SOURCE DOCUMENT
-- -- --
Of Truth by Francis Bacon | Summary, Analysis, Explanations

Of Truth by Francis Bacon | Summary, Analysis, Explanation

Of Truth by Francis Bacon

Of Truth Summary

Man bears always a great curiosity to know what is truth? Bacon here, has given us a conception about truth in his essay which he begins with the reference of Pilate. Pilate, the ancient Roman Governor of Judaca, was however, indifferent in knowing the definition of truth, for he was skeptic. Certainly there are some people who delight in frequent changing their believe and they consider that to remain fixed in a belief is a type of mental captivity which hampers man’s free-will in thoughts as well as in actions. There were some skeptic philosophers in Greece, who supported fickleness in belief. According to their view, whatever a man took to believe was true. Till now, some persons prefer alternation of belief.

It is very difficult and toilsome job to discover truth. But it is discovered that truth imposes upon man’s thought. When a truth is discovered, man cannot change his opinion anymore, because he is bound by truth then. Man has a corrupt, but natural love for lie from the ancient time. The poets tell lies in order to make interesting their compositions and to give pleasure to his readers. The businessmen told lies to gain more commercial profit. But the case of man is much different Men tell lies for the lie’s sake.

Truth is like broad day-light in which the things are seen in their original form and shape. But falsehood is like candle-light where the things lose their original glory and genuinely. Under this faint light, the artificial things show up very magnificent which they are not actually Truth gives greater pleasure when a lie has been added to it. That is why man cannot live without falsehood. If the malpractices like vain opinions, false hopes, wrong Valuations, are taken out of man’s mind, his mind will be full of melancholy and illness. Man has a great love for lie that keeps him happy

An early writer of Church described poetry as the wine of the devils because it gives rise to fancies in the mind and encourages lies Poetry tells lies which are received by the mind and then forgotten and so, it does not hurt us for they do not settle down in the mind. But such harm is done by those lies which sink into the mind and settle down there.

The man who understand truth, realize also the value of it. Truth alone is capable of judging its nature or defining itself. The inquiry of truth is the love-making of it, the knowledge of truth is the presence of it, and the belief of truth is the enjoying of it. These three ideas are taught by truth itself. Truth is the supreme good of human nature.
-- -- --
EXERCISE MATERIALS

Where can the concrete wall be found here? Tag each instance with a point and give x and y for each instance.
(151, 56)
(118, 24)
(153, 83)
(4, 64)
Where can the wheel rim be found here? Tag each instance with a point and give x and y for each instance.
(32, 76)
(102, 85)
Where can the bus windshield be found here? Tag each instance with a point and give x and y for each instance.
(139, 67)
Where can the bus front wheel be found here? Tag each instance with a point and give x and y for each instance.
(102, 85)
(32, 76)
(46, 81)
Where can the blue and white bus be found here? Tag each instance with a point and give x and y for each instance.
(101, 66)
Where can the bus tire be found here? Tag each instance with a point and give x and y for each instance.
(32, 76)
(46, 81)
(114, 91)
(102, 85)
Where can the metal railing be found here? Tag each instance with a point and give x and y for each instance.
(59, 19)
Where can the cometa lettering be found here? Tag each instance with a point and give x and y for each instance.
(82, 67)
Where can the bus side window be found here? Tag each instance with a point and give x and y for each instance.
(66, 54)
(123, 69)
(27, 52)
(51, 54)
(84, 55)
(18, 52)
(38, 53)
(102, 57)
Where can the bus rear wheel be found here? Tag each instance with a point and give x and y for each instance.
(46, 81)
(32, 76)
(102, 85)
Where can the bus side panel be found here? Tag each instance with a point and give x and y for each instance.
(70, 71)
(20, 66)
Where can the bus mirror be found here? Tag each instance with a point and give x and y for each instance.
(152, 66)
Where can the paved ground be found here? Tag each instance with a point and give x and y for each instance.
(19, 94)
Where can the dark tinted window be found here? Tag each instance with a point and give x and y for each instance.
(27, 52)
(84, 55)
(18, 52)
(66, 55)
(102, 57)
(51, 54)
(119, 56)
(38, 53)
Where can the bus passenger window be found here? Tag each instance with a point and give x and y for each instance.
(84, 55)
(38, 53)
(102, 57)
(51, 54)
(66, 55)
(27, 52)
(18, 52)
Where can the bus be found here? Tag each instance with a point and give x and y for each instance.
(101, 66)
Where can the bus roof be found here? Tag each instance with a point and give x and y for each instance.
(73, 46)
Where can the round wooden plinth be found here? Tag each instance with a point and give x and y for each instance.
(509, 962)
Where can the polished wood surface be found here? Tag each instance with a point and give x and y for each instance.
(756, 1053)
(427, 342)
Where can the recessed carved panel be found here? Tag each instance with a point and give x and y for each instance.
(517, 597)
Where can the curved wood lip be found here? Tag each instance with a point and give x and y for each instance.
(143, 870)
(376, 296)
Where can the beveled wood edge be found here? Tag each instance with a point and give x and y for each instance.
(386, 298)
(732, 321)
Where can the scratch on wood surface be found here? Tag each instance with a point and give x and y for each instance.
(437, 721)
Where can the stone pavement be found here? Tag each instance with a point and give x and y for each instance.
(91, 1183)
-- -- --
JOB A
Translate this sentence from the summary of "Of Truth" into Spanish: "Truth is the supreme good of human nature."
JOB B
Duplicate the records word for word, starting with the line that contains "Where can the recessed" and going on through the end of the records.

EXERCISE RESPONSE A
La verdad es el bien supremo de la naturaleza humana.

EXERCISE RESPONSE B
Where can the recessed carved panel be found here? Tag each instance with a point and give x and y for each instance.
(517, 597)
Where can the curved wood lip be found here? Tag each instance with a point and give x and y for each instance.
(143, 870)
(376, 296)
Where can the beveled wood edge be found here? Tag each instance with a point and give x and y for each instance.
(386, 298)
(732, 321)
Where can the scratch on wood surface be found here? Tag each instance with a point and give x and y for each instance.
(437, 721)
Where can the stone pavement be found here? Tag each instance with a point and give x and y for each instance.
(91, 1183)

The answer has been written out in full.